:: Problem ::
Give everything from the line containing "TARGET = frog's head" down to the end of the records, both ends included, as a JSON list of strings with one string per line and blank lines left out. Leave out the pictures.

:: Records for the exercise ::
──────

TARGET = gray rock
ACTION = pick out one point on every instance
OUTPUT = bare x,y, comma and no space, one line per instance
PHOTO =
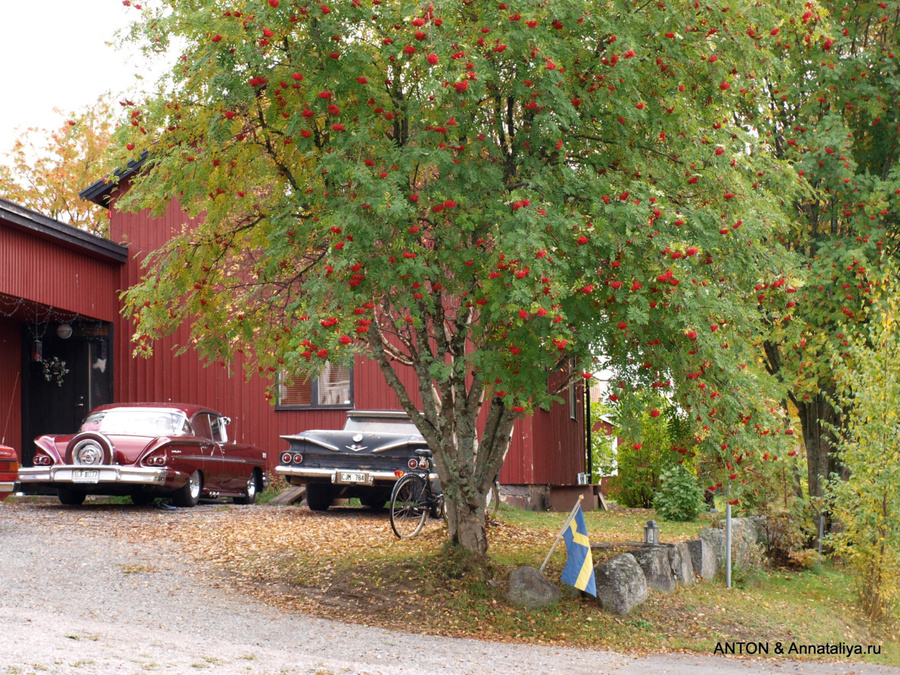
654,563
703,558
529,588
681,564
621,585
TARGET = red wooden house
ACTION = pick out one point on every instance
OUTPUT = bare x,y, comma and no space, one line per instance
72,281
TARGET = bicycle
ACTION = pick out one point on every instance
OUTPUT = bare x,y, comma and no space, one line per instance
414,498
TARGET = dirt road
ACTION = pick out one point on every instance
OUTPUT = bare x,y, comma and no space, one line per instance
78,598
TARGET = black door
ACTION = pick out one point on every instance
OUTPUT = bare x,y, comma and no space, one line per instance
72,376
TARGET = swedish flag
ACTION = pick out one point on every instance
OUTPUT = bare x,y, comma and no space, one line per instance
579,569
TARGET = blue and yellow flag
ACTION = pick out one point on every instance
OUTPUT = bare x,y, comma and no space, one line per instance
579,569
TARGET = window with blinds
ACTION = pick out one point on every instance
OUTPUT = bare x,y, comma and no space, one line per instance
333,388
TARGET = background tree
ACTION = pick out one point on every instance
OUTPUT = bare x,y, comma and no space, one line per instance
833,113
867,503
476,196
46,169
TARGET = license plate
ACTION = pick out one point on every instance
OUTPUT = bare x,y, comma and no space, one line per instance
86,476
352,477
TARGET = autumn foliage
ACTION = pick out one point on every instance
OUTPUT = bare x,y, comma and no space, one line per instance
478,194
47,168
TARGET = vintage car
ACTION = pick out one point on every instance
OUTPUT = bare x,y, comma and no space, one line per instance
363,460
145,451
9,466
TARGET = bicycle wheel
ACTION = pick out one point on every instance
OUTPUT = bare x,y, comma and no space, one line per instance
492,501
409,506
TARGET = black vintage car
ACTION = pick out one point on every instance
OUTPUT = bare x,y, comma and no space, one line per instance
362,460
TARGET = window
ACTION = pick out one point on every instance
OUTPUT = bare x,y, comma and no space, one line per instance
333,388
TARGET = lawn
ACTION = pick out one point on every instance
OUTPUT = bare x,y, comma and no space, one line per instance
346,564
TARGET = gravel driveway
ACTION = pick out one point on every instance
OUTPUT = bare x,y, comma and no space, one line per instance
79,598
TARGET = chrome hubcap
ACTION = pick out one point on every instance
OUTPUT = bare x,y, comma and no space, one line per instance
195,485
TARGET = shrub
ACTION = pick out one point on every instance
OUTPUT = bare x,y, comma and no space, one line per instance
867,503
679,497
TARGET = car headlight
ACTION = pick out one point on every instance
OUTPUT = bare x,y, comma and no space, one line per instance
87,452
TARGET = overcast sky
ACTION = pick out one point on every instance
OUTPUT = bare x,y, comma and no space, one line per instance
54,54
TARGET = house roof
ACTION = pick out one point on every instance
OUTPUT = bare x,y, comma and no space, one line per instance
41,226
100,191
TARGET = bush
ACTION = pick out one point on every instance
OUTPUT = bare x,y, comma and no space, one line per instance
867,503
679,498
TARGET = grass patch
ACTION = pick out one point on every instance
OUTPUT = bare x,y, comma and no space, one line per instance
346,564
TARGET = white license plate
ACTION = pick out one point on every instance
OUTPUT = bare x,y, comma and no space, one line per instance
86,476
352,477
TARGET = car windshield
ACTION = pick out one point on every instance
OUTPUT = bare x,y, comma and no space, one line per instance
375,425
135,422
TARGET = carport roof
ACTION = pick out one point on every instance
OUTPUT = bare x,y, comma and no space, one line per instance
22,218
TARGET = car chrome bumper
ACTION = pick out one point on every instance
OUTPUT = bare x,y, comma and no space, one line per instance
64,473
332,474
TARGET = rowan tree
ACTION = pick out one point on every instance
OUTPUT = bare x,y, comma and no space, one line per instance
46,168
481,195
832,113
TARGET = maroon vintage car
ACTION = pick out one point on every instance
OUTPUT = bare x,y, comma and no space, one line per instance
148,450
9,466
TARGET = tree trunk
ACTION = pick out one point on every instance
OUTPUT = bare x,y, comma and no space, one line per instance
465,525
816,417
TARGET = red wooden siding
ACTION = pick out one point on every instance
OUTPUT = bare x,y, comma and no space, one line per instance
546,449
10,383
49,274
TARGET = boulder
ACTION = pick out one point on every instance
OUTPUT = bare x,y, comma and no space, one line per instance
621,585
703,558
654,563
681,564
529,588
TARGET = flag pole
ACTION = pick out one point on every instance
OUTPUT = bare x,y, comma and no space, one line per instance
559,536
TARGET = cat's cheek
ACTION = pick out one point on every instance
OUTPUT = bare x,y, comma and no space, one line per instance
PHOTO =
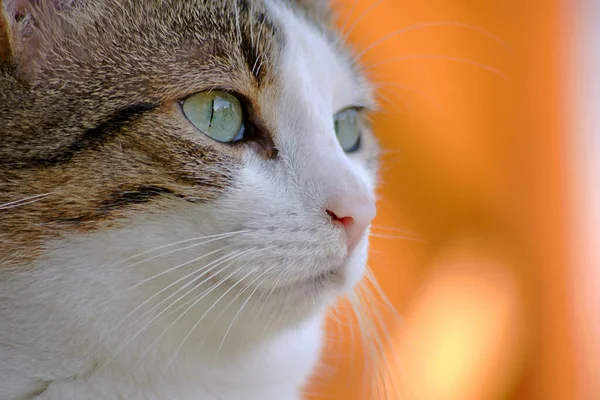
356,264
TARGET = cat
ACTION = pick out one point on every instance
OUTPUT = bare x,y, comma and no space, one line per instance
186,187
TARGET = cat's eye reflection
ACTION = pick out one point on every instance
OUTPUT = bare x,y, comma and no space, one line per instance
218,115
347,129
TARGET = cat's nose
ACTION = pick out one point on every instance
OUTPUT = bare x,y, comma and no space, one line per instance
354,215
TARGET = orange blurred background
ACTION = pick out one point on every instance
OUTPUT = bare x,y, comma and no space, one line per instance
472,244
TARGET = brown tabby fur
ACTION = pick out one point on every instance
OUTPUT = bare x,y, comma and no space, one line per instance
89,108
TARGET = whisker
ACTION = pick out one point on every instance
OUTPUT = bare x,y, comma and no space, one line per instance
387,85
214,264
358,20
407,238
164,272
24,201
217,236
208,311
195,300
430,25
348,16
139,332
442,58
242,306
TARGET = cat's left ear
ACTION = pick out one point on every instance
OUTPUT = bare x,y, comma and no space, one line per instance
21,23
6,35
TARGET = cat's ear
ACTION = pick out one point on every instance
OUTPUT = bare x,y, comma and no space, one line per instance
7,41
23,24
319,9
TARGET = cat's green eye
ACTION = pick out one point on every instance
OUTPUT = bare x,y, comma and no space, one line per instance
216,114
347,129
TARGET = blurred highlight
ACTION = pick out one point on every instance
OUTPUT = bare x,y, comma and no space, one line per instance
484,241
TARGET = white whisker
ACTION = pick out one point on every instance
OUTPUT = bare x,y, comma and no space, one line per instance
441,57
430,25
24,201
242,306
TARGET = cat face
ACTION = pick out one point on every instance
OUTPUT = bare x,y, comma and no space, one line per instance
105,112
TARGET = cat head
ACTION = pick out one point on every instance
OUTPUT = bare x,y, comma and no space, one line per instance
226,139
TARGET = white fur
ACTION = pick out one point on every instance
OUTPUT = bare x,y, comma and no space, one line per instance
69,328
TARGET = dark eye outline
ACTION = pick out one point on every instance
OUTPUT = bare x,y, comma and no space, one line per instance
241,100
357,144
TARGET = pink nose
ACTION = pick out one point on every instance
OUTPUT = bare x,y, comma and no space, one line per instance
355,216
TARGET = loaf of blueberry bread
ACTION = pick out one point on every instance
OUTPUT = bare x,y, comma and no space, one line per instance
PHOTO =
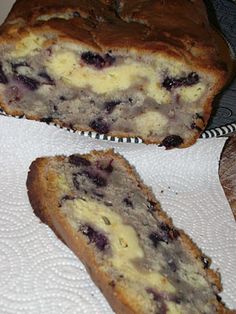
127,68
100,208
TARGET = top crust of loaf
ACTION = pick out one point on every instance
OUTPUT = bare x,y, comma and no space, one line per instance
178,29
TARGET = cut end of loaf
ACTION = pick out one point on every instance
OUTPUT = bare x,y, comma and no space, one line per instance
100,208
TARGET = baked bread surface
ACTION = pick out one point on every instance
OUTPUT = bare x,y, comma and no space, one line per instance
100,208
124,68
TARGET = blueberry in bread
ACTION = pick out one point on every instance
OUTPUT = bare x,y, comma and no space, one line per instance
100,208
124,68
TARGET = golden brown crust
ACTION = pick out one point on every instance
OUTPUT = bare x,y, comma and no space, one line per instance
180,28
128,25
42,191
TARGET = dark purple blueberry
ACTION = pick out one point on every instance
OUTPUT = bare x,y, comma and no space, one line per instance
28,82
205,261
151,206
109,106
128,202
67,198
100,126
47,78
76,182
78,160
17,65
109,168
155,237
97,60
172,232
98,194
173,82
3,77
47,120
96,178
172,141
195,126
98,238
158,297
164,234
76,14
218,298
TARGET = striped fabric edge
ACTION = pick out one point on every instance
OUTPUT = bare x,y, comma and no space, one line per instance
215,132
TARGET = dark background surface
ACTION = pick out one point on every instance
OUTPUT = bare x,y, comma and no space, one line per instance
223,16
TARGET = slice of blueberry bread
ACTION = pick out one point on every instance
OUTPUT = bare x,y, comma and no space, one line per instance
124,68
100,208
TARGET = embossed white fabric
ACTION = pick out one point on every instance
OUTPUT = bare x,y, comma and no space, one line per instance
39,274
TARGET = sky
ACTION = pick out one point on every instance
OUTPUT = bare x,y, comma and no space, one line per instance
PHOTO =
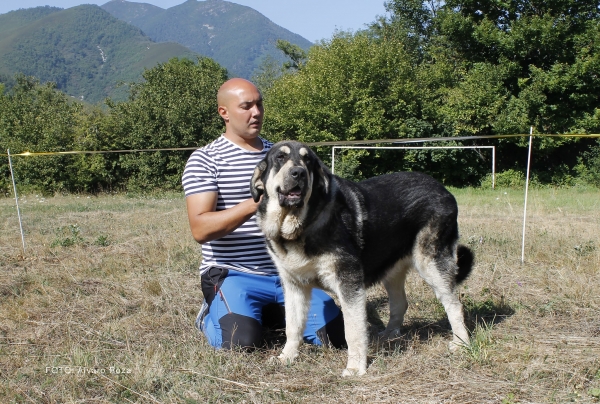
312,19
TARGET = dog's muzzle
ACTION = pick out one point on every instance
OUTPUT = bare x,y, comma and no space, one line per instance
291,194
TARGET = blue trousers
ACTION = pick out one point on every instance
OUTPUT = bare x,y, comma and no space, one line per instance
239,305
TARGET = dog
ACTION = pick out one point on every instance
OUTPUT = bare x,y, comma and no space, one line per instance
323,231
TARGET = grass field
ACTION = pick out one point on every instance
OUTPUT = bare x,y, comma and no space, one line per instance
101,306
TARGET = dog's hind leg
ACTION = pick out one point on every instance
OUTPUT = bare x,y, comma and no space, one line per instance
297,304
439,272
394,285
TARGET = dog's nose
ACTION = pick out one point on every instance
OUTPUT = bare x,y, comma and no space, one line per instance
297,173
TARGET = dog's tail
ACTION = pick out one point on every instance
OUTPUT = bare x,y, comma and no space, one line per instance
465,263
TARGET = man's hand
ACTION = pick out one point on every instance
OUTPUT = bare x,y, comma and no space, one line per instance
207,224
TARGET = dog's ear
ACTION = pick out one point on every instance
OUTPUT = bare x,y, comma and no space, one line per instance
257,188
324,177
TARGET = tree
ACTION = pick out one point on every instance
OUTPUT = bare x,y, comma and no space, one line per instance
175,106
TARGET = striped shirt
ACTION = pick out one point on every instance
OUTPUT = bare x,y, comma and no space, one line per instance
226,168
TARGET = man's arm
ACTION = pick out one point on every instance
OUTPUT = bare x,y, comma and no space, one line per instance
207,224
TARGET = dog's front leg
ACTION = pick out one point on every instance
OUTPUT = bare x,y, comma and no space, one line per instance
297,304
355,326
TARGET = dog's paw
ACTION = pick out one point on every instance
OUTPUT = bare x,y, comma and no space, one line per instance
353,372
455,346
287,359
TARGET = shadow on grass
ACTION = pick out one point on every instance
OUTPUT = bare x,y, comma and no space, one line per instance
487,312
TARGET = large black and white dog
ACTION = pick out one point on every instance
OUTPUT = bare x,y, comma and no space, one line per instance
326,232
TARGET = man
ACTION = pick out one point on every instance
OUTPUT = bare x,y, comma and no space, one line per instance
242,291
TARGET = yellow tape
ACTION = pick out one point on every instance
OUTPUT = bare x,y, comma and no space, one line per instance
329,143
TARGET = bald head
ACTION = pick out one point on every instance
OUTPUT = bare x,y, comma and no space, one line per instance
232,89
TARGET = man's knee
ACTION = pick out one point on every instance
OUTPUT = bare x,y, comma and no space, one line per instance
240,331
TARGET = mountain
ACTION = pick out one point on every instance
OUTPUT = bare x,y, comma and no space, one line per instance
236,36
84,50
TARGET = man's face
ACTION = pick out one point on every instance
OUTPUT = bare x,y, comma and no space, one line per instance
243,112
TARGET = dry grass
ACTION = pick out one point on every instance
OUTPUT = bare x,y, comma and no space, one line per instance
102,305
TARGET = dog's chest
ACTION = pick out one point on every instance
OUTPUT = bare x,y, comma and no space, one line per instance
305,269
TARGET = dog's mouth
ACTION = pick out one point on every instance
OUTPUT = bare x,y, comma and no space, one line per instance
293,197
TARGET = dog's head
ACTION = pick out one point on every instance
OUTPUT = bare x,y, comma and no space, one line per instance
290,172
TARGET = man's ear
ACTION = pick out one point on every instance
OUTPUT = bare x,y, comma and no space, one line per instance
257,188
324,177
223,112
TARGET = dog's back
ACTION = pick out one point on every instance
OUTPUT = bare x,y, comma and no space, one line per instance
398,209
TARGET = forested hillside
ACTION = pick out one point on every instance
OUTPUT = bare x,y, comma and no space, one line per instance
237,37
456,69
84,50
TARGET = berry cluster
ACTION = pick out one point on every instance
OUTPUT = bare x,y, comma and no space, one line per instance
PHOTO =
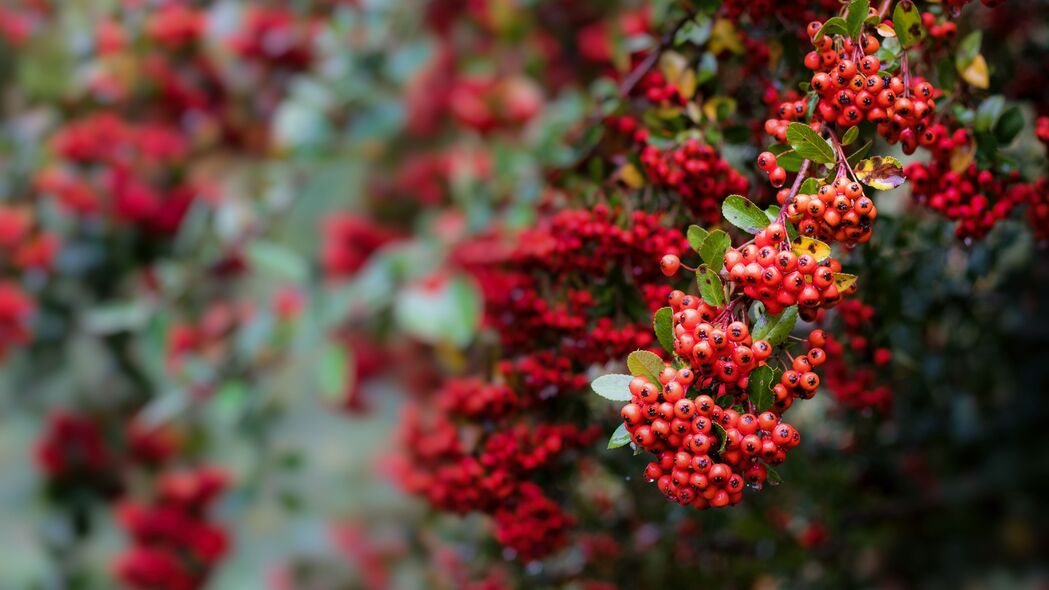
175,544
855,367
769,271
697,173
853,88
348,241
837,212
975,198
25,247
533,525
697,466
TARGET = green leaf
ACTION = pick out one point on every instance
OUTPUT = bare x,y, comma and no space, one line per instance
335,372
881,172
277,260
722,436
858,12
968,49
710,287
645,363
663,324
809,145
850,135
620,438
772,476
713,249
744,214
449,313
708,68
791,161
775,329
834,25
760,387
859,154
989,111
615,387
906,22
1010,124
696,236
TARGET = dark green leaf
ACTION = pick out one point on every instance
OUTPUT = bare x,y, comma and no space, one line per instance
989,111
744,214
713,249
810,186
772,476
850,135
663,324
696,236
710,287
968,49
859,154
809,145
644,363
834,25
858,12
760,387
775,329
1009,125
790,162
906,22
620,438
615,387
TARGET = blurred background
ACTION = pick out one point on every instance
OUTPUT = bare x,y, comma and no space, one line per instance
308,295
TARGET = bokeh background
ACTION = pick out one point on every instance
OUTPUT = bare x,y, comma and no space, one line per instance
245,245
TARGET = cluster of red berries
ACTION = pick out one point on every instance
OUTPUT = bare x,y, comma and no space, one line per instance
854,372
348,241
1042,129
473,398
697,173
175,543
839,211
627,127
532,525
939,29
123,170
852,89
23,246
657,89
1037,209
976,198
697,466
769,271
441,465
715,350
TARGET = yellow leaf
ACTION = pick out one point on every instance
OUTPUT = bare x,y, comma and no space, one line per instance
672,65
632,176
724,36
976,74
885,30
881,172
719,108
843,281
813,247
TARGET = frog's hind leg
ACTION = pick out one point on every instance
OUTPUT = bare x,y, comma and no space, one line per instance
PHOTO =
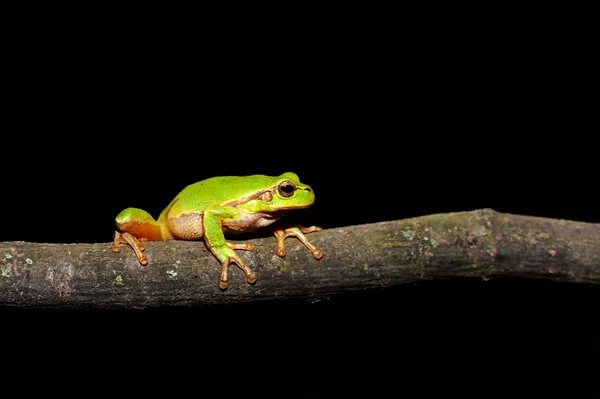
134,226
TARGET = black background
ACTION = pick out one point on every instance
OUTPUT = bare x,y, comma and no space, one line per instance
383,122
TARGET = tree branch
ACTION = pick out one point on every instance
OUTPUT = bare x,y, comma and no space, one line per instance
481,244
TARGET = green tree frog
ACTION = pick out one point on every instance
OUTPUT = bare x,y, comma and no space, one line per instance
212,208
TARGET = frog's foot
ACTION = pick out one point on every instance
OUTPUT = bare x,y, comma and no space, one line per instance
134,243
227,255
298,232
246,247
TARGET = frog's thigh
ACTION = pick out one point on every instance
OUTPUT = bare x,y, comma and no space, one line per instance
186,227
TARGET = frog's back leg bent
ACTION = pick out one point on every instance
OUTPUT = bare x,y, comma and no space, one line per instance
135,226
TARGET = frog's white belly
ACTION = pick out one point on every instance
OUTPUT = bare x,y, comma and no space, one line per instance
191,227
250,222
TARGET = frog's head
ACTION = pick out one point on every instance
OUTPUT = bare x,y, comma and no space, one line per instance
283,194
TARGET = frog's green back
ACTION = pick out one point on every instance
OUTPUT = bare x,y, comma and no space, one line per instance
218,190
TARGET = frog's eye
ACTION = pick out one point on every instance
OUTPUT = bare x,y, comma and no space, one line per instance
286,188
267,196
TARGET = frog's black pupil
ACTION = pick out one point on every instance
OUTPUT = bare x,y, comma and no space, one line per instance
287,189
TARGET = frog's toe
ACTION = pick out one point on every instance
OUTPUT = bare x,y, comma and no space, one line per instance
223,284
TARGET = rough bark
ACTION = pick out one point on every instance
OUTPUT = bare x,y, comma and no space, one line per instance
481,244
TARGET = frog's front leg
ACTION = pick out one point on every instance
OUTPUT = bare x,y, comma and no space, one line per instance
224,251
299,232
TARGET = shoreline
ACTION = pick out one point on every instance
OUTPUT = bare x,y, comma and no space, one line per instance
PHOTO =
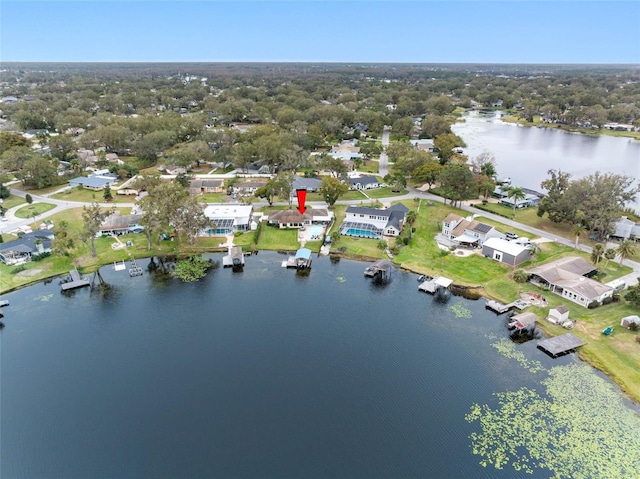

──────

:: Task response ::
[
  "TARGET = frog's head",
  "ACTION = pick out one point on every instance",
  "OUTPUT = bare x,y, comma and no space, one line per instance",
  "283,194",
  "TARGET = frog's green back",
  "ACTION = pick out one point on every instance",
  "OUTPUT = bare x,y, comma and no space, one line per instance",
  "218,190",
  "TARGET = frog's eye",
  "ACTION = pick out one point on every instance",
  "OUTPUT = bare x,y, comma and no space, one line per instance",
  "286,188",
  "267,196",
  "TARGET = frog's black pupil",
  "ACTION = pick out one point on every instance",
  "OUTPUT = bare x,y, comma and no space, one line per instance",
  "287,189",
  "TARGET = frog's toe",
  "ACTION = pick out one point on every instance",
  "OUTPUT = bare x,y, comma and no space, one line per instance",
  "223,284",
  "TARGET = rough bark",
  "ACTION = pick out one point on every instance",
  "OUTPUT = bare x,y, comma and no space, one line per instance",
  "481,244",
  "TARGET = frog's front leg",
  "ACTION = pick out one point on every instance",
  "OUTPUT = bare x,y, comma and no space, one line per instance",
  "224,251",
  "299,232",
  "TARGET = shoreline",
  "ACTION = pick out one point on every instance",
  "OUTPUT = bare x,y, comma and no space, one line per instance",
  "PHOTO ="
]